### Dataset rows ###

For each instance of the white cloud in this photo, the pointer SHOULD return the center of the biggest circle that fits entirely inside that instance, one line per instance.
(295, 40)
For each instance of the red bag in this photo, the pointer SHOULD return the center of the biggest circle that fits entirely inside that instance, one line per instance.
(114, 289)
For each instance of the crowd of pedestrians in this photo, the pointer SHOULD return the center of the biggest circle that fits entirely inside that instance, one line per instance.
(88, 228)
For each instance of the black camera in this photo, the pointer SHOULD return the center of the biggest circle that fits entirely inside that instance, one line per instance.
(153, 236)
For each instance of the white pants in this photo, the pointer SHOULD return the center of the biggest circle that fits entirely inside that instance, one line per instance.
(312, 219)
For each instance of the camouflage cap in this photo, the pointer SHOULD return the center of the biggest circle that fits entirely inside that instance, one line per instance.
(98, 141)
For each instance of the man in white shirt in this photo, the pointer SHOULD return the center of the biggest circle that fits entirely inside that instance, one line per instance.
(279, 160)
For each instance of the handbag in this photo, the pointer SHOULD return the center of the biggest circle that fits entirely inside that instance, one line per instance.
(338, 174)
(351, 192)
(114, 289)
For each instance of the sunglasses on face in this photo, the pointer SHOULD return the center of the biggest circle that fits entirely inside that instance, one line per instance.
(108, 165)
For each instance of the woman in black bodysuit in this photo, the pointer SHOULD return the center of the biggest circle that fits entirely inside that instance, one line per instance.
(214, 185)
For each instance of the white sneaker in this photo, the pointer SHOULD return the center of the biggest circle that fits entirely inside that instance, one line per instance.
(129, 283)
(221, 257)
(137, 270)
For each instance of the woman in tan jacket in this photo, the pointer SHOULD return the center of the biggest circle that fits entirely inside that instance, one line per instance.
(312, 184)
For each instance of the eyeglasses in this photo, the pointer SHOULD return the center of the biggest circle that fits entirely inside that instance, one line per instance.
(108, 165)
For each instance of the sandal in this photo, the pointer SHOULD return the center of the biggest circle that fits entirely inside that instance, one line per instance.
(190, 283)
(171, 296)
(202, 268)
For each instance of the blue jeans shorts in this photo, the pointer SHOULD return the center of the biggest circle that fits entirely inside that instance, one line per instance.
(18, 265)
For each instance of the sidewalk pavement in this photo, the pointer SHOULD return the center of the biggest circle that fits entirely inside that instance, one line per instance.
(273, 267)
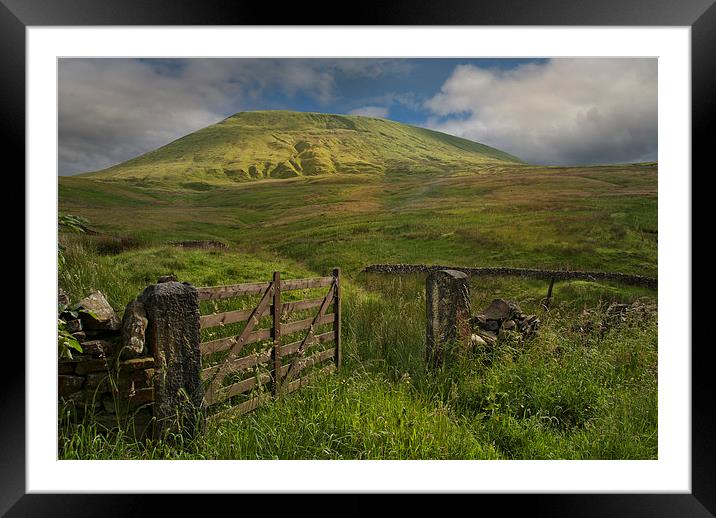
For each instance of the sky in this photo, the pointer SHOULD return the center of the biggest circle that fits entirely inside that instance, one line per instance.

###
### Dataset rows ###

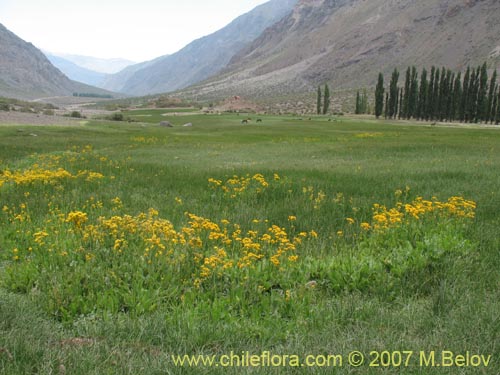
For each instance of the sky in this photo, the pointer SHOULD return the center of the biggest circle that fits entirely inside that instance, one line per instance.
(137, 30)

###

_Goal_
Please count the lines in the items above that contain the string "woman", matching case exactly. Give only the number.

_Finished answer_
2